In the report on corruption in the Afghan army below, rewrite the paragraph beginning "In addition to their salaries" as a short list that keeps its main facts.

_Extract_.
# # # #

An existing army logistics contractor agreed to share with Killid some of his personal perspectives on the condition of anonymity. "We pay certain percentages of an awarded contract to senior officials, for example if a contract is worth $200,000 we pay 10-15 percent to the awarding official," the contractor said adding that some contracts were over $1million. 
As the quality and quantity of services and supplies plummet so do the morale, confidence and commitment of the soldiers who risk their lives in the defence of the government.
"It's so disappointing to see corruption is flourishing in an environment of impunity and recklessness," said one soldier who requested not to be named.

Illegal sale of properties

The MoD owns tens of thousands of hectares of lands across the country. Some land plots are located in the highly expensive business and residential areas such as the posh Shirpor precinct in central Kabul. The Shirpor plots were hastily and largely illegally plundered by and distributed to ministers, commanders and other senior government officials in 2003-2004, according to human rights groups' investigations through which they have collected testimonies and documentation.  
The former commander of ANA's 207 Cantonment in the western Herat Province has been accused by local people of selling MoD land plots and taking millions of dollars away. The commander, Jalandar Shah Behnam, now serves as head of MoD's emergency department. "During my tenure in Herat, no land was illegally distributed or sold but the practice existed before my appointment," said Gen. Behnam.  

Military procurements

Training and equipping the ANA cost donors billions of dollars every year. The ANA/MoD largely acts as a recipient of the U.S./NATO aid and military equipments which include armoured vehicles, light weapons, tanks, munitions and other military supplies.
Ironically, Hamid Wardak son of Defence Minister Rahim Wardak is a major MoD contractor. Killid could not contact the young Wardak and ask about his contract details because he does not live in Afghanistan. However, the older Wardak told a parliamentary session in 2010 that his son was a U.S. citizen and was receiving contracts from U.S. agencies without his involvement.  
Interestingly, MoD's spokesperson, Zahir Azimi, said he did not know financial details of the armoured vehicles which senior MoD officials are using. "I also don't know about the quality of the military equipments which we receive from the U.S.," he said. In the absence of facts which could suggest otherwise, we have no option but to accept that our defence minister knows nothing about his son's contracts with the MoD, worth hundreds of millions of dollars, and that MoD's spokesperson has no awareness about the quality of weapons and their procurement details.

Abuse of authority

In addition to their salaries, ANA generals are entitled to a so-called "food-table expenses" which are paid under a presidential decree. Depending on his/her military rank, a general can take 10,000-80,000 Afghanis every month to spend at his/her discretion. Indeed the generals operate under very murky financial accountability procedures but that is not the only problem. Several soldiers and low-ranking army officers interviewed for this report complained about what they called "rampant nepotism" and ethnic, linguistic and factional discriminations exercised by some high-ranking MoD officials.
The Generals, however, retort the blames and accuse their subordinates of corruption and abuse of authority.
"Corruption does not exist in the senior levels of the MoD but it does exist in the lower ranks, among the soldiers," said General Shahzada, commander of the 207 Zafar Cantonment in the western Herat Province. 
"We have arrested and punished many soldiers who were corrupted and abused their duties," said Gen. Zalmai Weesa, commander of the 207 Shaheen Cantonment in the northern Balkh Province.

# # # #

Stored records
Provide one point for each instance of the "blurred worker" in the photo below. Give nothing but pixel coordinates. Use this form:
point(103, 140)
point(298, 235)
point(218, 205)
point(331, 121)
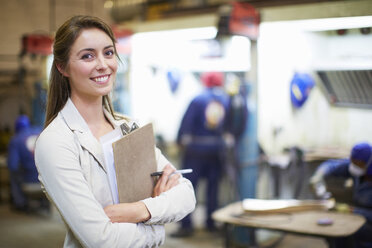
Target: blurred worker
point(21, 164)
point(235, 126)
point(359, 167)
point(201, 136)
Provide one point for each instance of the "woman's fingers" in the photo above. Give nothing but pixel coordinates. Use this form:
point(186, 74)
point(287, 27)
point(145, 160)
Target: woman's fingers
point(172, 181)
point(167, 181)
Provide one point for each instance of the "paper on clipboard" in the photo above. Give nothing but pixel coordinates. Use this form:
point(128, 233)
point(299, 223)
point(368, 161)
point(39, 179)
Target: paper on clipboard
point(134, 157)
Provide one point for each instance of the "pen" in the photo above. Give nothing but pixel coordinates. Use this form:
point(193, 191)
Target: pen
point(184, 171)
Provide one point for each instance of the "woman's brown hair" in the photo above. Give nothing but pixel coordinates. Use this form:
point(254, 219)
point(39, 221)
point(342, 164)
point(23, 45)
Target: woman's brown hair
point(59, 86)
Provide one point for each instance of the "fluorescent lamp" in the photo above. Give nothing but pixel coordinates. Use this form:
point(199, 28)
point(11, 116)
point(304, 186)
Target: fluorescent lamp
point(182, 34)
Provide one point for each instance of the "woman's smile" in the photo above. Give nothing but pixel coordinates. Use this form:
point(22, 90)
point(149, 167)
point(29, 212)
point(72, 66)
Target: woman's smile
point(103, 79)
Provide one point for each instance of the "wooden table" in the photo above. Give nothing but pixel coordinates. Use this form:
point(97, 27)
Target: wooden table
point(304, 223)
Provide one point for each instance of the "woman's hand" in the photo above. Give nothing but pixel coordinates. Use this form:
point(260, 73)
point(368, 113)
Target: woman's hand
point(166, 181)
point(135, 212)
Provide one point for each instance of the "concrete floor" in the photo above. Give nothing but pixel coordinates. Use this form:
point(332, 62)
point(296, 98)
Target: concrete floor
point(39, 230)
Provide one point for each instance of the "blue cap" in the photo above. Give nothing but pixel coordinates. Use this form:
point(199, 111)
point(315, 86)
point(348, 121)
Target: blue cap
point(363, 152)
point(301, 85)
point(22, 122)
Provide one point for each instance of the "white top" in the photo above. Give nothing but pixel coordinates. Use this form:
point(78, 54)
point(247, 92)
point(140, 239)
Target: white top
point(106, 141)
point(73, 173)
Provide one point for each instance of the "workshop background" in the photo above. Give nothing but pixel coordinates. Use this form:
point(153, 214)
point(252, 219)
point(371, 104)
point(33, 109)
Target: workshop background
point(164, 46)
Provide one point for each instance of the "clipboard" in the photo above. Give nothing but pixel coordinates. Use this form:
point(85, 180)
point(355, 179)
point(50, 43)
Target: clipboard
point(134, 156)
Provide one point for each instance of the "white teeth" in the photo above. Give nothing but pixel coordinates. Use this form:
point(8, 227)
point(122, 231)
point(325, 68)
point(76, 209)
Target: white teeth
point(101, 79)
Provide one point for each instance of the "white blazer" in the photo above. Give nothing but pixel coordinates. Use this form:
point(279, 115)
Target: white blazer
point(72, 171)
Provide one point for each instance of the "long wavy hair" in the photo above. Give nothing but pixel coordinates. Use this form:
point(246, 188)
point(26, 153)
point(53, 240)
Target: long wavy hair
point(59, 86)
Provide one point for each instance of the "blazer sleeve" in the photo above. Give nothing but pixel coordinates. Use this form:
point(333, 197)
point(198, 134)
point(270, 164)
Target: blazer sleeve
point(174, 204)
point(61, 175)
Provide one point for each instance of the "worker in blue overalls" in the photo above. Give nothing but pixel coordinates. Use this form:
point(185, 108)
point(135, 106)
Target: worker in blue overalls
point(22, 170)
point(359, 168)
point(201, 137)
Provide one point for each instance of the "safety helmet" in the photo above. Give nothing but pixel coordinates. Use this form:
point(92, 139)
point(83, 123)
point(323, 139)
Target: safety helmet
point(362, 152)
point(212, 79)
point(22, 122)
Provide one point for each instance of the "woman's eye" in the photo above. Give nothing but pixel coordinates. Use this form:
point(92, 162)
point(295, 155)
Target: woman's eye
point(109, 53)
point(87, 56)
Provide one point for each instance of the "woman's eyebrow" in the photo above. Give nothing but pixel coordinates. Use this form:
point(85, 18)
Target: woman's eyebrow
point(92, 49)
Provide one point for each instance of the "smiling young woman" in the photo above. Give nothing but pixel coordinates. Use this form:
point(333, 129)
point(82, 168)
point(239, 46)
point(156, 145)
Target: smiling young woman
point(74, 156)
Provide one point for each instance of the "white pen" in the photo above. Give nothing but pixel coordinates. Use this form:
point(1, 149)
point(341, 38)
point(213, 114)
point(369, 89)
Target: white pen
point(184, 171)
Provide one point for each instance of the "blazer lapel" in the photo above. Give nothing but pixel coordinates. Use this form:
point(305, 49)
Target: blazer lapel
point(86, 139)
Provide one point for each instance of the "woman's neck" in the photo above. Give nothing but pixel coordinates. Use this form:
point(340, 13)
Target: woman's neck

# # # #

_Exercise solution_.
- ANA generals receive so-called "food-table expenses" on top of their salaries, paid under a presidential decree.
- Depending on rank, a general can take 10,000–80,000 Afghanis a month to spend at his/her discretion.
- The generals operate under very murky financial accountability procedures.
- Several soldiers and low-ranking officers interviewed for the report complained of "rampant nepotism" and of ethnic, linguistic and factional discrimination by some high-ranking MoD officials.